- ACTION REQUISE A
Dressez la liste de toutes les personnes nommées dans le texte fourni.
- ACTION REQUISE B
Répondez brièvement à ces questions sur le texte fourni :
(i) Combien de pages compte le texte de Charles Beer ?
(ii) Quel titre portait le texte de François Mitterrand en 1988 ?
(iii) À quelle page sont évoqués les grands-parents artistes ?
- ACTION REQUISE C
Reproduisez à l'identique, s'il vous plaît, le passage du texte fourni qui va de « D’abord, hommage. Très » jusqu'à « Verts, si pur. ».

- TEXTE FOURNI
23 pages, un corps de caractère suffisamment gros pour ne pas faire fuir le putatif électeur du troisième âge, ni le faux aveugle. Quelques intertitres clairs, aussi. Voici, épicé par une forte dose d’épicène, version tous ménages, le credo de Charles Beer en quête de réélection. Il a bien voulu, hier soir, m’en offrir un exemplaire, je l’ai lu avec intérêt.

« Lettre à tous les Français », c’était François Mitterrand, 1988, d’un septennat l’autre, la campagne où il n’en finit plus de jouir du patient assassinat de son propre Premier ministre, Jacques Chirac. « Vous avez parfaitement raison, Monsieur le Premier ministre », lui lance-il dans un débat de légende. « J’ai choisi de vous écrire », c’est le texte de Charles Beer, judoka ailé, politique avisé, l’homme accompli, à cela près que, contrairement à Mitterrand, il est lui, un authentique socialiste. Nul n’est parfait.

D’abord, hommage. Très bien d’avoir choisi l’écriture, ces quinze ou vingt minutes d’attention que le candidat à réélection réclame de son (é) lecteur. Le texte est clair, le public visé est le plus large possible, les parts du chemin personnel (référence à des grands-parents artistes, page 19, histoire de préparer les esprits à son futur grand Département Formation et Culture) et du projet collectif, bien balancées. Thèse, antithèse, synthèse, on gomme un peu le moi pour laisser poindre l’être syndical, altruiste, coopératif, parce que la vie est belle, et l’air, dépollué par les cousins Verts, si pur.

- INFORMATIONS
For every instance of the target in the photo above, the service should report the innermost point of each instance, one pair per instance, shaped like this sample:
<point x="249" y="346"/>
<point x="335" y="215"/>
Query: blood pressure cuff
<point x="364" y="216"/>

- RÉSULTAT A
Charles Beer
François Mitterrand
Jacques Chirac

- RÉSULTAT B
(i) 23 pages.
(ii) « Lettre à tous les Français ».
(iii) À la page 19.

- RÉSULTAT C
D’abord, hommage. Très bien d’avoir choisi l’écriture, ces quinze ou vingt minutes d’attention que le candidat à réélection réclame de son (é) lecteur. Le texte est clair, le public visé est le plus large possible, les parts du chemin personnel (référence à des grands-parents artistes, page 19, histoire de préparer les esprits à son futur grand Département Formation et Culture) et du projet collectif, bien balancées. Thèse, antithèse, synthèse, on gomme un peu le moi pour laisser poindre l’être syndical, altruiste, coopératif, parce que la vie est belle, et l’air, dépollué par les cousins Verts, si pur.